*Written problem a:*
In the listing further down, retype the lines from the one containing "Report x and y for each instance of the sky" to the one containing "x=273, y=534", including both.

*Passage to read:*

## begin

15 Visualizing geospatial data
Many datasets contain information linked to locations in the physical world. For example, in an ecological study, a dataset may list where specific plants or animals have been found. Similarly, in a socioeconomic or political context, a dataset may contain information about where people with specific attributes (such as income, age, or educational attainment) live, or where man-made objects (e.g., bridges, roads, buildings) have been constructed. In all these cases, it can be helpful to visualize the data in their proper geospatial context, i.e., to show the data on a realistic map or alternatively as a map-like diagram.
Maps tend to be intuitive to readers but they can be challenging to design. We need to think about concepts such as map projections and whether for our specific application the accurate representation of angles or areas is more critical. A common mapping technique, the choropleth map, consists of representing data values as differently colored spatial areas. Choropleth maps can at times be very useful and at other times highly misleading. As an alternative, we can construct map-like diagrams called cartograms, which may purposefully distort map areas or represent them in stylized form, for example as equal-sized squares.

## end

*Written problem b:*
Echo the entire text on visualizing geospatial data above word for word.

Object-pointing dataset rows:
## begin

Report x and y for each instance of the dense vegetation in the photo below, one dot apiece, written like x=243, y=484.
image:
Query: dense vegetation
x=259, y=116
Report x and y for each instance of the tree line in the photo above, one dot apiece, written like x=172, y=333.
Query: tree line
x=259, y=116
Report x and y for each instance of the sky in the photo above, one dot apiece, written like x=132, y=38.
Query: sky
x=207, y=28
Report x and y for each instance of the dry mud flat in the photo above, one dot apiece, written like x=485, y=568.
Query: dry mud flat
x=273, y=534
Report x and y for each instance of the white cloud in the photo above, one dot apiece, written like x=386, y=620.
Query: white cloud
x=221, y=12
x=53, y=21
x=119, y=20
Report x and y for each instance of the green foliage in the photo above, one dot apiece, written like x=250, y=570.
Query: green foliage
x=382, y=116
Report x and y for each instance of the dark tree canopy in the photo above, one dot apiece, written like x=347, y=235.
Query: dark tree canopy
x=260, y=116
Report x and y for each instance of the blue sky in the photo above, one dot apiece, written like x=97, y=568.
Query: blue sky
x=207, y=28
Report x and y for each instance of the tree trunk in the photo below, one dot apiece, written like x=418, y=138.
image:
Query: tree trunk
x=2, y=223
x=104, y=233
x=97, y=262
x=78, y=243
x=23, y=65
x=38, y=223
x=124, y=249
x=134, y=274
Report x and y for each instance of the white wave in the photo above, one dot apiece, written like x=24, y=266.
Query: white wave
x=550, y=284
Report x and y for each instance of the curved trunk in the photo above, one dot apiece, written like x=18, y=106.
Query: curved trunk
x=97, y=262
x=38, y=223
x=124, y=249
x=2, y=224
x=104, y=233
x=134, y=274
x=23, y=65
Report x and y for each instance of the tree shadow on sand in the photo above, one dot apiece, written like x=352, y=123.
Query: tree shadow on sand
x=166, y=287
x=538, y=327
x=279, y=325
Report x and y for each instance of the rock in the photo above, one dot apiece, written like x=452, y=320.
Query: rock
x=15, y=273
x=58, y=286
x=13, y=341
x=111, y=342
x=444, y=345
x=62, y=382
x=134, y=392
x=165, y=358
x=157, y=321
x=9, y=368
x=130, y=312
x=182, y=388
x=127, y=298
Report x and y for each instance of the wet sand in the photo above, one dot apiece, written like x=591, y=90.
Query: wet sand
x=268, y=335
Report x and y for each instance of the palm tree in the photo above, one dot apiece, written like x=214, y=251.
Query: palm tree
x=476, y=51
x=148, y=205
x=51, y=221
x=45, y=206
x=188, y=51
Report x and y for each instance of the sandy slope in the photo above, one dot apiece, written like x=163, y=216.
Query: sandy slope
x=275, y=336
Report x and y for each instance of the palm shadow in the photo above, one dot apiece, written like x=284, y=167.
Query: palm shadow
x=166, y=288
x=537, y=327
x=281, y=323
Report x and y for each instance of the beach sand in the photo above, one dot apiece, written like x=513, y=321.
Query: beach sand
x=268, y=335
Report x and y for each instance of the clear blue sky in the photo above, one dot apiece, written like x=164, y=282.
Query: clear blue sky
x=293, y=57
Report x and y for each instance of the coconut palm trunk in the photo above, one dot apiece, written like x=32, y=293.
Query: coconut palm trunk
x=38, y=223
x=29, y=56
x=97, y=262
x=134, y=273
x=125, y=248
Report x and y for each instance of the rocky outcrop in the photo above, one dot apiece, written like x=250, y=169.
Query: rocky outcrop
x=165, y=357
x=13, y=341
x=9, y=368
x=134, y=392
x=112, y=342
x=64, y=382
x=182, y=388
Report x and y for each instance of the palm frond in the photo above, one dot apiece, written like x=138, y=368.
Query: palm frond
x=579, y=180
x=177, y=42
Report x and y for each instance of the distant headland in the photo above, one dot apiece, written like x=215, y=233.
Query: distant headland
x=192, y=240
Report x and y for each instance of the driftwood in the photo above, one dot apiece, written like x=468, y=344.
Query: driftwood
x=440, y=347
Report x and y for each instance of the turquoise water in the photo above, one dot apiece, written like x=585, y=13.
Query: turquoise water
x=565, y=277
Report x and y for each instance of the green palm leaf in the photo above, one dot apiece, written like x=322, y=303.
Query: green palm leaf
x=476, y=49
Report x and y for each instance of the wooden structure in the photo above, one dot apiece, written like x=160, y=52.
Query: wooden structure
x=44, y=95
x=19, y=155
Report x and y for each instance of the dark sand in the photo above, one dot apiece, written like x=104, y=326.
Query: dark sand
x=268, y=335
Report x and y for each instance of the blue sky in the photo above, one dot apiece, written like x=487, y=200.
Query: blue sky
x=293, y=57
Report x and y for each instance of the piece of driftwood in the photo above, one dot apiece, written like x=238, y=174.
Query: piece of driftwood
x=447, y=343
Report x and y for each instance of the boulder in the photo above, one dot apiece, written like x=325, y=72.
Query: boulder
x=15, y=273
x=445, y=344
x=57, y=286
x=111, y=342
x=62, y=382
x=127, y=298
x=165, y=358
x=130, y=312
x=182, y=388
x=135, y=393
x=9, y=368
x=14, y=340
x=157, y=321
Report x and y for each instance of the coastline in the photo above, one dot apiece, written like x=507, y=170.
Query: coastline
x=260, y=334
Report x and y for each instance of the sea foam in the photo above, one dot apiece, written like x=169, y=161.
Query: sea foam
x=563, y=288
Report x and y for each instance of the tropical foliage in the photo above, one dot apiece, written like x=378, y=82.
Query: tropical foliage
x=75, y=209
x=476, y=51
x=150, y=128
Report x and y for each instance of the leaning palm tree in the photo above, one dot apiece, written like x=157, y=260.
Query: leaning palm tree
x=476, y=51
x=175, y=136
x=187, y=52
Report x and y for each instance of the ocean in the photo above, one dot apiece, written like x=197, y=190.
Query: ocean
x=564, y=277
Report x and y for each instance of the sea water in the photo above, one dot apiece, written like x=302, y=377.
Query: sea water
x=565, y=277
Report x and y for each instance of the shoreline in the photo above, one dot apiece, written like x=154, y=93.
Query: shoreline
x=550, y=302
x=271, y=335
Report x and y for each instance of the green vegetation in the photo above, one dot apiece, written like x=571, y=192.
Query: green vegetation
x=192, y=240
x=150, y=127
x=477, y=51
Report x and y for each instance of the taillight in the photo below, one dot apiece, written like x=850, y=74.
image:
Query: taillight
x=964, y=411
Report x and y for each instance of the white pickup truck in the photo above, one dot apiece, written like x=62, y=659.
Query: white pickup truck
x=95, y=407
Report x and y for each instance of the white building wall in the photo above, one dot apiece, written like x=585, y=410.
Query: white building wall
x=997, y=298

## end

*Full solution a:*
Report x and y for each instance of the sky in the photo above, one dot apiece, written like x=132, y=38.
Query: sky
x=207, y=28
Report x and y for each instance of the dry mud flat in the photo above, one dot apiece, written like x=485, y=568.
Query: dry mud flat
x=273, y=534

*Full solution b:*
15 Visualizing geospatial data
Many datasets contain information linked to locations in the physical world. For example, in an ecological study, a dataset may list where specific plants or animals have been found. Similarly, in a socioeconomic or political context, a dataset may contain information about where people with specific attributes (such as income, age, or educational attainment) live, or where man-made objects (e.g., bridges, roads, buildings) have been constructed. In all these cases, it can be helpful to visualize the data in their proper geospatial context, i.e., to show the data on a realistic map or alternatively as a map-like diagram.
Maps tend to be intuitive to readers but they can be challenging to design. We need to think about concepts such as map projections and whether for our specific application the accurate representation of angles or areas is more critical. A common mapping technique, the choropleth map, consists of representing data values as differently colored spatial areas. Choropleth maps can at times be very useful and at other times highly misleading. As an alternative, we can construct map-like diagrams called cartograms, which may purposefully distort map areas or represent them in stylized form, for example as equal-sized squares.